- _Extracted text_:
((
But now, it seems the enormous compensation and job security advantages enjoyed by public sector employees aren’t enough. The 120,000-member Public Service Alliance of Canada (PSAC), the largest of 17 federal unions, is talking strike, seeking a 13.5 percent increase over three years. PSAC president Chris Aylward says: “The government can’t expect workers who have been getting us through the pandemic to shoulder the costs of Canada’s recovery.”

Shoulder the costs of Canada’s recovery? How do you suppose that sounds to all those much lower-paid private-sector workers, many of whom either lost their jobs or were forced to work part-time?

The union members who’ve actually been “getting us through the pandemic” aren’t Aylward’s PSAC members but hospital, care home, and public health workers, many of whom are represented by other unions. Their valiant efforts took a physical and mental toll on them, and they deserve both financial consideration and our gratitude.

Here in my home province, the B.C. General Employees Union (BCGEU), the largest in the province, is on strike, demanding a five percent raise in each of the next three years or inflation adjustments, whichever is higher. The union broke off talks after receiving what BCGEU President Stephanie Smith disparagingly described as an “insulting” offer.

One of the first job actions taken by the BCGU was aimed at distribution centres for government-run liquor stores, forcing the government to impose rationing that severely limited supplies to restaurants and bars during the peak summer season. A spokesman for the B. C. Restaurant and Food Services Association said the restriction “could not have come at a worse time for our industry that hasn’t recovered from the impact of the pandemic.”

More strikes are sure to come as 400,000 of the province’s workers have contracts that expire this year. Work stoppages will inflict mortal damage on many financially fragile small businesses, adding to the already record number of insolvencies.

And that’s just British Columbia. Ontario government data shows 3,197 union contracts expire between now and year’s end, two-thirds of which are for provincial employees. Government contracts are also expiring in the other eight provinces. Strike-driven contract settlements seem bound to further increase the already huge gap between public and private compensation.
))
- _Task list_:
1. Answer from the commentary on public-sector union contracts:
(a) What increase over three years is PSAC seeking?
(b) What raise is the BCGEU demanding?
(c) According to Ontario government data, how many union contracts expire between now and year's end?
2. Write the next paragraph of the commentary on public-sector union contracts, picking up after its final sentence.

- _Data for review_:
((
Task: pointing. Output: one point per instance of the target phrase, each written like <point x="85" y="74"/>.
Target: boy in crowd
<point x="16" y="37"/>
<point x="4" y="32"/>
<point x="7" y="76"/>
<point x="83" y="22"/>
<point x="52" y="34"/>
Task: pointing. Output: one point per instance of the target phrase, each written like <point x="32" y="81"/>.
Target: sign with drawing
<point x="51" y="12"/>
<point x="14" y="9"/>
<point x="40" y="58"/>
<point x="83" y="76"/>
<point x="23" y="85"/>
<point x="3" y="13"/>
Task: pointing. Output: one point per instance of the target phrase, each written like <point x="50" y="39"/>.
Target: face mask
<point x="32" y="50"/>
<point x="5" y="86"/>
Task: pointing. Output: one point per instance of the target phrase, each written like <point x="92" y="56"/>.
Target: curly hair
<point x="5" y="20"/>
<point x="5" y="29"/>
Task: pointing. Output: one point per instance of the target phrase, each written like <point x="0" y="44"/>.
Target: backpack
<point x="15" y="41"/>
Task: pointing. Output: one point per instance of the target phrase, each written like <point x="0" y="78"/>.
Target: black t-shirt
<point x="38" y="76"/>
))
- _Answers_:
1.
(a) A 13.5 percent increase over three years.
(b) Five percent in each of the next three years, or inflation adjustments, whichever is higher.
(c) 3,197.

2.
Meanwhile, private-sector workers and their families are left struggling to pay for the rapidly rising cost of food, shelter and just about everything else. The great irony is that it’s those not-as-well-compensated private-sector workers who generate most of the revenues governments use to pay the much higher wages and gilded benefits of public-sector union members.

This financial disparity is harmful enough to the fabric of our society. What may well be even more damaging is contemptuous union strike behavior that rubs sand into the financial and emotional wounds felt by other Canadians.

Disparities between public and private compensation and job security are not new in Canada. But the much more difficult financial and emotional toll experienced by private-sector workers over the past two years, combined with the current greed of government unions, has elevated those disparities in dangerous, divisive ways.

The worst is yet to come. Bargaining for thousands of expiring government union contracts will hit many more businesses and widen the dangerous gap between public and private sector Canadians.

Strong, decisive federal and provincial leaders now must stand up against union demands, through legislation if necessary. I can’t say I’m optimistic we’ll see that kind of leadership.

Gwyn Morgan is a retired Canadian Business Leader who lives in Victoria.